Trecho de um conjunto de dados
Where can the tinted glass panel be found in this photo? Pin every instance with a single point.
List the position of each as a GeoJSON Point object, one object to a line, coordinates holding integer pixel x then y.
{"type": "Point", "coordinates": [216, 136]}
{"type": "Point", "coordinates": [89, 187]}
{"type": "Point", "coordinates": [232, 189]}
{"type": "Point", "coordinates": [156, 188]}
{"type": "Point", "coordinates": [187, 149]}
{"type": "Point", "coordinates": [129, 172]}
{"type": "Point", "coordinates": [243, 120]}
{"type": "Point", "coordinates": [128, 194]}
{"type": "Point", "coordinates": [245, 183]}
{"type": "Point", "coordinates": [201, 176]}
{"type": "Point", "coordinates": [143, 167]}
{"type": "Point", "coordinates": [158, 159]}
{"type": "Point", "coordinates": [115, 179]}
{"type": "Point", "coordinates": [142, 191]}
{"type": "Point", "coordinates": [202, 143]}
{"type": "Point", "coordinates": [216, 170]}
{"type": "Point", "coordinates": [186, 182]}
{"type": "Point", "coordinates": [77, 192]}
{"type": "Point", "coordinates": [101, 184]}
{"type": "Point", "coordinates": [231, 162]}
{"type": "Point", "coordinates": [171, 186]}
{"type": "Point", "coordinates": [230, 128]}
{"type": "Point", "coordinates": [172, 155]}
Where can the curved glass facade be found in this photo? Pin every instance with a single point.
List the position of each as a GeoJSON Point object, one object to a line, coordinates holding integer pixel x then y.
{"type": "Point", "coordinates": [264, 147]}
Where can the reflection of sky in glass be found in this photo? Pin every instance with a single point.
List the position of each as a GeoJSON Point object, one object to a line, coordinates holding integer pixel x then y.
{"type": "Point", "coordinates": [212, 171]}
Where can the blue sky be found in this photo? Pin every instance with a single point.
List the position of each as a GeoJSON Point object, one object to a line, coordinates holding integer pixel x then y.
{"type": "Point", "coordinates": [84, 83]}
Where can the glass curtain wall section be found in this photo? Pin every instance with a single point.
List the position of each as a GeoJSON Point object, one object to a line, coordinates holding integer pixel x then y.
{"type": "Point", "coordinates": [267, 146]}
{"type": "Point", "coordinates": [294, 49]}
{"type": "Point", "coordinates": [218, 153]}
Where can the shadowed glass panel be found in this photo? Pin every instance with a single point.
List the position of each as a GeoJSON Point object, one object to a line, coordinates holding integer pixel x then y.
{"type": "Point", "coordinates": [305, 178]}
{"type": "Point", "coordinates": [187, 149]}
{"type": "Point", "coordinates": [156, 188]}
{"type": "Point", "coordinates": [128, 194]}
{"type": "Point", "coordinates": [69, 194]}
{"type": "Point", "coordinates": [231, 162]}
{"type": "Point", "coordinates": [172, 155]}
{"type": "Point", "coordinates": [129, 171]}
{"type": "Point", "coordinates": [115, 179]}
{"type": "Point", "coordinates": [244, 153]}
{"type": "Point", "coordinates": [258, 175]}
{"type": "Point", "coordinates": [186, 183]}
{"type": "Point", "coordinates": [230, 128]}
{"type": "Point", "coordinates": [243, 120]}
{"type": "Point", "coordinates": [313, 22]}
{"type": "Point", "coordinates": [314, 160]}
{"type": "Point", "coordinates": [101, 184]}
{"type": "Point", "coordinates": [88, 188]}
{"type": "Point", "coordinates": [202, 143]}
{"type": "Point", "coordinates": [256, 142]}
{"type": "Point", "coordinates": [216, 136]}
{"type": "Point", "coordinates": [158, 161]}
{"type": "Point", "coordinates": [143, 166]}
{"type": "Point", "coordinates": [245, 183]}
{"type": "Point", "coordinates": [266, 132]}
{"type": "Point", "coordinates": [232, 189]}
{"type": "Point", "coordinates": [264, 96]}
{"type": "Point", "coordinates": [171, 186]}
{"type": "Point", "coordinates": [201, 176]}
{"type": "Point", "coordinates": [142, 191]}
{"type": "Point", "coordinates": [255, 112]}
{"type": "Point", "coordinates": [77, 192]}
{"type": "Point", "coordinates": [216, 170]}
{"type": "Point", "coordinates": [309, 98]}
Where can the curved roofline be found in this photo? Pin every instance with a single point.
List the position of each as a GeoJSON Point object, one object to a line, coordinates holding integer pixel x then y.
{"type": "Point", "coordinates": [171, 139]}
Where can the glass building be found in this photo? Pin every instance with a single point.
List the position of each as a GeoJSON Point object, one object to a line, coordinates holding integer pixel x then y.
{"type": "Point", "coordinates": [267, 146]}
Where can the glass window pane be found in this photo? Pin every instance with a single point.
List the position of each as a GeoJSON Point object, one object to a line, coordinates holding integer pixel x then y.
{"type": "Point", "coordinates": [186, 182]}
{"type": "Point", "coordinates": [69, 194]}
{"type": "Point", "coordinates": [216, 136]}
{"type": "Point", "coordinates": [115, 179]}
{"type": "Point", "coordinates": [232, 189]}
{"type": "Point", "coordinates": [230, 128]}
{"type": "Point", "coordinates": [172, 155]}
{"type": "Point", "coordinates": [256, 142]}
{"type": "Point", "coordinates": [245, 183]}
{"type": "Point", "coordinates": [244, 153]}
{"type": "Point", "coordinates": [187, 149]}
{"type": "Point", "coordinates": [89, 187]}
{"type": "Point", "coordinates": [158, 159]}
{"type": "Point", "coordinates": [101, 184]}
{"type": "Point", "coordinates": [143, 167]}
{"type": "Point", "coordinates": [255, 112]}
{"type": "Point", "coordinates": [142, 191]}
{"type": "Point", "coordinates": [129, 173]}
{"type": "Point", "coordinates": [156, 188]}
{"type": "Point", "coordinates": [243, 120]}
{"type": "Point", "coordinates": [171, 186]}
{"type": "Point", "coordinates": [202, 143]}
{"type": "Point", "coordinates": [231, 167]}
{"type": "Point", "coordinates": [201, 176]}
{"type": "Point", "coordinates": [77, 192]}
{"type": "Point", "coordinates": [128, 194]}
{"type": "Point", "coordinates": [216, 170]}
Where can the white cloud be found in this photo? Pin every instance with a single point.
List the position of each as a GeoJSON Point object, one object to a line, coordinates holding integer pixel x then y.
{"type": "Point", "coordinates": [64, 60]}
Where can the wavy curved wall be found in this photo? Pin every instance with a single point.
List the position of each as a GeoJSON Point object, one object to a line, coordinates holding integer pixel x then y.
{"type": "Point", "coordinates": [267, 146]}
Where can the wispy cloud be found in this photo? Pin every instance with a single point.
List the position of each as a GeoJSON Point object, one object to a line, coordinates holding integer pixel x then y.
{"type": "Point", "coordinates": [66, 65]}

• Instruções da tarefa
Por favor, reescreva o trecho dos itens acima que começa na linha que contém "Where can the wispy" e vai até o fim dos itens, sem omitir nenhuma linha. Desloque cada coordenada das respostas somando -107 a ela.

• Resposta ao exercício
Where can the wispy cloud be found in this photo? Pin every instance with a single point.
List the position of each as a GeoJSON Point object, one object to a line, coordinates holding integer pixel x then y.
{"type": "Point", "coordinates": [-41, -42]}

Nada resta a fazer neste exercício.